* Begin Data *
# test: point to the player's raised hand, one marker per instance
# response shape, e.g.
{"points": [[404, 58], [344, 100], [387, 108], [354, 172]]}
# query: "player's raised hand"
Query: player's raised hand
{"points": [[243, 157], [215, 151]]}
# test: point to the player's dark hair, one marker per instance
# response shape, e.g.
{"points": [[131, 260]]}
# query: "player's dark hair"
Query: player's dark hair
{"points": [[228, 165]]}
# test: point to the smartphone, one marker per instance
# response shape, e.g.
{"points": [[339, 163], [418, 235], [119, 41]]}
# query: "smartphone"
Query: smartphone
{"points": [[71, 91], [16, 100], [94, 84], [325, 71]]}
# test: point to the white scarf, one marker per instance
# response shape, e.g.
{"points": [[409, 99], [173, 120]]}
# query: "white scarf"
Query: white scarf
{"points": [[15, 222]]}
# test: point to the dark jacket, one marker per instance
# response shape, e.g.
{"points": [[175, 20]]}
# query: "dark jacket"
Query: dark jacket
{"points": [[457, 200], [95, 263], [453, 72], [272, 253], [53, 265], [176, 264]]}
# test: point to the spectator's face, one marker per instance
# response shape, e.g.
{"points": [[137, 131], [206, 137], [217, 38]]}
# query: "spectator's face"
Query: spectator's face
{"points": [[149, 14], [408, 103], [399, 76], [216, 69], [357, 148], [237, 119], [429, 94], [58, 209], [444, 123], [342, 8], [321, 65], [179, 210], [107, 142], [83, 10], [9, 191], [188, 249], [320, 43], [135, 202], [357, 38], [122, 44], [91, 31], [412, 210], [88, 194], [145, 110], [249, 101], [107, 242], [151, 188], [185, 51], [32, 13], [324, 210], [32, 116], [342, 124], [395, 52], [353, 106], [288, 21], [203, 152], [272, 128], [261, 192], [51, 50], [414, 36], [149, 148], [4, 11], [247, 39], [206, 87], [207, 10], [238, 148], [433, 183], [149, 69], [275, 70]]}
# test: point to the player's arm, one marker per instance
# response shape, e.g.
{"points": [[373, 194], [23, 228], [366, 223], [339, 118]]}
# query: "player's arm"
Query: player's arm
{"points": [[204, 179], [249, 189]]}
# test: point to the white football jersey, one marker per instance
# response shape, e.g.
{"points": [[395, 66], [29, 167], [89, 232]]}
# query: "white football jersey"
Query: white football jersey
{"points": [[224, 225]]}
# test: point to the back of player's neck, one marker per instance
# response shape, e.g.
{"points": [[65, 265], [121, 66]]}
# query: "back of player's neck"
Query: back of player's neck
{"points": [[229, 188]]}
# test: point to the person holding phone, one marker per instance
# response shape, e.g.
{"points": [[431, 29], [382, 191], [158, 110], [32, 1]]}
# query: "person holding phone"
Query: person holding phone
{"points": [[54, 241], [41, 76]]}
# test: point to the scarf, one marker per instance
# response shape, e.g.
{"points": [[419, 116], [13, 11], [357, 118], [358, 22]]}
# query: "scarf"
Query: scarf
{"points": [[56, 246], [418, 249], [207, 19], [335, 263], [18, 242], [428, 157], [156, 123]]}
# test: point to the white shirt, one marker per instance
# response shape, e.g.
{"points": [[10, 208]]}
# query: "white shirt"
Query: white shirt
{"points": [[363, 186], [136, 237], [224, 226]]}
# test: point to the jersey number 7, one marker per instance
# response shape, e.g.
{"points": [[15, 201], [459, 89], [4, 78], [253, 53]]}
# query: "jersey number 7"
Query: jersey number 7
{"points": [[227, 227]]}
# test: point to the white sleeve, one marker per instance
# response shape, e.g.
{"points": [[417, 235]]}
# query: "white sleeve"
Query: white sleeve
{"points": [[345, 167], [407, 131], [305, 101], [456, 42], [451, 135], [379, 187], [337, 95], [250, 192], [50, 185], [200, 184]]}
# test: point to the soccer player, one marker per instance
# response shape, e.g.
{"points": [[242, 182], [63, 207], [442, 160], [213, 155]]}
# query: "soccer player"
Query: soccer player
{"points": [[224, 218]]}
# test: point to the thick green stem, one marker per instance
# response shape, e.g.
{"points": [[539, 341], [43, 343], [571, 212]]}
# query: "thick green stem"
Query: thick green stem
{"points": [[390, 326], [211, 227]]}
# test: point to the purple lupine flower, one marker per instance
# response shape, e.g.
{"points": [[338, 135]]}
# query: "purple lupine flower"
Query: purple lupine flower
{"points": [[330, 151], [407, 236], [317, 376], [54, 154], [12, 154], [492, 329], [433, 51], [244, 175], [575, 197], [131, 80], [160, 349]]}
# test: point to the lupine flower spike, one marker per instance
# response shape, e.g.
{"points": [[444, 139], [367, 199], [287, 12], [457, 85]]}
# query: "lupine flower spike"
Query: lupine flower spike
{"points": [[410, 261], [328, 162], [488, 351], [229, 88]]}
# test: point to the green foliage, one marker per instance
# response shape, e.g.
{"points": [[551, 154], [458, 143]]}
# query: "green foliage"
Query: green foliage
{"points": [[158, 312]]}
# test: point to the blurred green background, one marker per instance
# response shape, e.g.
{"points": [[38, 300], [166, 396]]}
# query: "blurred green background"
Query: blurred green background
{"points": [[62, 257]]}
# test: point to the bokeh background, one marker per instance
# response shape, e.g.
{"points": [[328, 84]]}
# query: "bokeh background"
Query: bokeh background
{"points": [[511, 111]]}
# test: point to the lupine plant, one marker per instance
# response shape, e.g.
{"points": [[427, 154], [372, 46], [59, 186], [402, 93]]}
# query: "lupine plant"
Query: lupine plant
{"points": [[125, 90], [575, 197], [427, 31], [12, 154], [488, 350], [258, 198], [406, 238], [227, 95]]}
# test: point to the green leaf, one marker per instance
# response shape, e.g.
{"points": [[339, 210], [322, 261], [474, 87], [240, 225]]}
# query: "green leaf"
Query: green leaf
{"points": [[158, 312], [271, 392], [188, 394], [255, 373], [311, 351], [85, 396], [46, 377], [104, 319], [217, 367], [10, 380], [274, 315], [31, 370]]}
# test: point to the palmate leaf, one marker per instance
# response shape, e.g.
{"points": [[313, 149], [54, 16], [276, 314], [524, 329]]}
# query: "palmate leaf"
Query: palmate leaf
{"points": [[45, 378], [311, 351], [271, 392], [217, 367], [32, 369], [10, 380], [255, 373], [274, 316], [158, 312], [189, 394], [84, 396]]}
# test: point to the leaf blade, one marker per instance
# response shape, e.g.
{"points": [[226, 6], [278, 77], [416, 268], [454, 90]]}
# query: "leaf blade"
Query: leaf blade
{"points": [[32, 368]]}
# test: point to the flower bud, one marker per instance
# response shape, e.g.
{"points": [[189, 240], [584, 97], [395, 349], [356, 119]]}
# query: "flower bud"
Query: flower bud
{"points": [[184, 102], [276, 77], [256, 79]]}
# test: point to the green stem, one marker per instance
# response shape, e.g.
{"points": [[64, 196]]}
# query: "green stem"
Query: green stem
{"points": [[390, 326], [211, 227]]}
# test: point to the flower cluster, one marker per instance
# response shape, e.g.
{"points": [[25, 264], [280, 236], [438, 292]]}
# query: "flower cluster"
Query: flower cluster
* End Data *
Work to complete: Put every line of the material above into a JSON list of strings, one string per line and no blank lines.

Worked answer:
[
  "# test: point to the player's raised hand, one marker per instance",
  "# response shape, e.g.",
  "{\"points\": [[404, 58], [344, 100], [387, 108], [354, 172]]}",
  "# query: \"player's raised hand\"",
  "Query: player's raised hand",
  "{\"points\": [[243, 157], [215, 151]]}",
  "# test: point to the player's dark hair, one marker per instance",
  "# response shape, e.g.",
  "{\"points\": [[131, 260]]}",
  "# query: \"player's dark hair\"",
  "Query: player's dark hair",
  "{\"points\": [[228, 165]]}",
  "# test: point to the smartphone, one marker per instance",
  "# response shape, e.g.",
  "{\"points\": [[339, 163], [418, 235], [119, 41]]}",
  "# query: \"smartphone\"",
  "Query: smartphone",
  "{\"points\": [[71, 91], [16, 100], [94, 84], [325, 71]]}",
  "# test: point to the white scarf, one marker per instance",
  "# response shape, e.g.",
  "{\"points\": [[409, 99], [173, 120]]}",
  "# query: \"white scarf\"",
  "Query: white scarf",
  "{\"points\": [[15, 222]]}",
  "# test: point to the dark jacket, one marker per instance",
  "# response shape, e.g.",
  "{\"points\": [[175, 20]]}",
  "# query: \"dark jacket\"",
  "Query: dark jacket",
  "{\"points\": [[457, 200], [95, 263], [453, 72], [272, 253], [53, 265], [176, 264]]}",
  "# test: point to the spectator's face, one marker per instance",
  "# response shape, e.g.",
  "{\"points\": [[137, 131], [206, 137], [217, 38]]}",
  "# query: \"spectator's face\"",
  "Query: spectator's face",
  "{\"points\": [[149, 14], [408, 103], [399, 76], [216, 69], [357, 148], [237, 119], [429, 94], [58, 209], [444, 123], [342, 8], [321, 65], [179, 210], [107, 142], [83, 10], [9, 191], [188, 249], [320, 43], [135, 202], [357, 38], [122, 44], [91, 31], [412, 210], [88, 194], [145, 110], [249, 101], [107, 242], [151, 188], [185, 51], [32, 13], [324, 210], [32, 116], [342, 124], [395, 52], [353, 106], [288, 21], [203, 152], [272, 128], [261, 192], [51, 50], [414, 36], [149, 148], [4, 11], [247, 39], [206, 87], [207, 10], [238, 148], [433, 183], [149, 69], [275, 70]]}",
  "# test: point to the player's arm, one marker per instance",
  "# response shape, e.g.",
  "{\"points\": [[373, 194], [23, 228], [366, 223], [339, 118]]}",
  "# query: \"player's arm\"",
  "Query: player's arm",
  "{\"points\": [[204, 179], [249, 189]]}",
  "# test: point to the white football jersey, one marker per instance",
  "# response shape, e.g.",
  "{\"points\": [[395, 66], [29, 167], [89, 232]]}",
  "# query: \"white football jersey\"",
  "Query: white football jersey",
  "{\"points\": [[224, 225]]}",
  "# test: point to the back of player's neck, one marker per instance",
  "# response shape, e.g.",
  "{\"points\": [[65, 265], [121, 66]]}",
  "# query: \"back of player's neck\"",
  "Query: back of player's neck",
  "{\"points\": [[229, 188]]}",
  "# test: point to the person holding phone, one marker per instance",
  "# response shape, e.g.",
  "{\"points\": [[431, 29], [382, 191], [158, 110], [32, 1]]}",
  "# query: \"person holding phone\"",
  "Query: person holding phone",
  "{\"points\": [[54, 241], [41, 76]]}",
  "# test: point to the scarf, one marker per instance",
  "# response shape, e.g.",
  "{\"points\": [[419, 116], [13, 11], [357, 118], [358, 22]]}",
  "# query: \"scarf\"",
  "Query: scarf",
  "{\"points\": [[56, 246], [418, 249], [207, 19], [335, 263], [18, 242], [428, 157], [156, 123]]}",
  "# test: point to the white shirt, one marker per instance",
  "# response shape, e.g.",
  "{\"points\": [[10, 208]]}",
  "# query: \"white shirt\"",
  "Query: white shirt",
  "{\"points\": [[363, 186], [136, 237], [224, 226]]}",
  "# test: point to the jersey number 7, one marker per instance",
  "# response shape, e.g.",
  "{\"points\": [[15, 201], [459, 89], [4, 78], [253, 53]]}",
  "# query: \"jersey number 7\"",
  "Query: jersey number 7",
  "{\"points\": [[227, 227]]}",
  "# test: point to the white sleeve, one marker per instance",
  "# response shape, e.g.",
  "{\"points\": [[417, 235]]}",
  "# query: \"white sleeve\"",
  "Query: white sleeve",
  "{\"points\": [[345, 167], [407, 131], [305, 101], [456, 42], [451, 135], [379, 187], [337, 95], [250, 192], [50, 185], [200, 184]]}",
  "# test: point to the soccer player, one marker per instance",
  "# response shape, e.g.",
  "{\"points\": [[242, 182], [63, 207], [442, 160], [213, 155]]}",
  "# query: \"soccer player\"",
  "Query: soccer player",
  "{\"points\": [[224, 218]]}",
  "# test: point to the thick green stem, one marker per instance",
  "# response shape, e.g.",
  "{\"points\": [[539, 341], [43, 343], [571, 212]]}",
  "# query: \"thick green stem\"",
  "Query: thick green stem",
  "{\"points\": [[390, 326], [211, 227]]}",
  "# test: point to the purple lupine flower, one marker per instance",
  "# response shape, e.g.",
  "{\"points\": [[338, 135]]}",
  "# query: \"purple lupine flower\"",
  "Query: purple lupine flower",
  "{\"points\": [[330, 151], [407, 236], [317, 376], [54, 154], [12, 154], [492, 329], [433, 51], [244, 175], [575, 197], [131, 80], [160, 349]]}",
  "# test: point to the lupine flower spike, one marker per instance",
  "# response shape, e.g.",
  "{\"points\": [[444, 139], [367, 199], [287, 12], [457, 85]]}",
  "# query: \"lupine flower spike\"",
  "Query: lupine flower spike",
  "{\"points\": [[410, 261], [328, 162], [488, 351], [229, 88]]}",
  "# test: point to the green foliage, one marker per instance",
  "# response shape, e.g.",
  "{\"points\": [[551, 154], [458, 143]]}",
  "# query: \"green foliage\"",
  "Query: green foliage",
  "{\"points\": [[158, 312]]}",
  "# test: point to the blurred green background, one marker per instance",
  "# response shape, e.g.",
  "{\"points\": [[38, 300], [166, 396]]}",
  "# query: \"blurred green background\"",
  "Query: blurred green background",
  "{\"points\": [[62, 257]]}",
  "# test: point to the bokeh background, one marker per instance",
  "# response shape, e.g.",
  "{\"points\": [[328, 84]]}",
  "# query: \"bokeh background\"",
  "Query: bokeh background",
  "{\"points\": [[511, 111]]}",
  "# test: point to the lupine plant, one marker per instance",
  "# response shape, e.g.",
  "{\"points\": [[427, 154], [372, 46], [59, 186], [402, 93]]}",
  "# query: \"lupine plant\"",
  "Query: lupine plant",
  "{\"points\": [[125, 90], [575, 197], [427, 31], [12, 154], [488, 350], [258, 198], [406, 238], [227, 95]]}",
  "# test: point to the green leaf, one marker per instance",
  "# response shape, e.g.",
  "{\"points\": [[339, 210], [322, 261], [474, 87], [240, 225]]}",
  "# query: \"green leaf\"",
  "Query: green leaf",
  "{\"points\": [[158, 312], [271, 392], [188, 394], [255, 373], [311, 351], [85, 396], [46, 377], [104, 319], [217, 367], [10, 380], [274, 315], [31, 370]]}",
  "# test: point to the palmate leaf, one marker per instance",
  "# response shape, e.g.",
  "{\"points\": [[313, 149], [54, 16], [276, 314], [524, 329]]}",
  "# query: \"palmate leaf\"",
  "Query: palmate leaf",
  "{\"points\": [[45, 378], [311, 351], [271, 392], [217, 367], [32, 369], [10, 380], [255, 373], [274, 316], [158, 312], [189, 394], [84, 396]]}",
  "# test: point to the leaf blade, one marker per instance",
  "# response shape, e.g.",
  "{\"points\": [[226, 6], [278, 77], [416, 268], [454, 90]]}",
  "# query: \"leaf blade\"",
  "Query: leaf blade",
  "{\"points\": [[32, 368]]}",
  "# test: point to the flower bud, one marker per instance",
  "# response shape, e.g.",
  "{\"points\": [[189, 240], [584, 97], [395, 349], [356, 119]]}",
  "# query: \"flower bud\"",
  "Query: flower bud",
  "{\"points\": [[184, 102], [276, 77], [256, 79]]}",
  "# test: point to the green stem, one marker per instance",
  "# response shape, e.g.",
  "{\"points\": [[64, 196]]}",
  "# query: \"green stem\"",
  "Query: green stem",
  "{\"points\": [[390, 326], [211, 227]]}",
  "# test: point to the flower cluster, one marker per instance",
  "# response shape, e.g.",
  "{\"points\": [[25, 264], [280, 236], [438, 292]]}",
  "# query: \"flower cluster\"",
  "Query: flower cluster"
]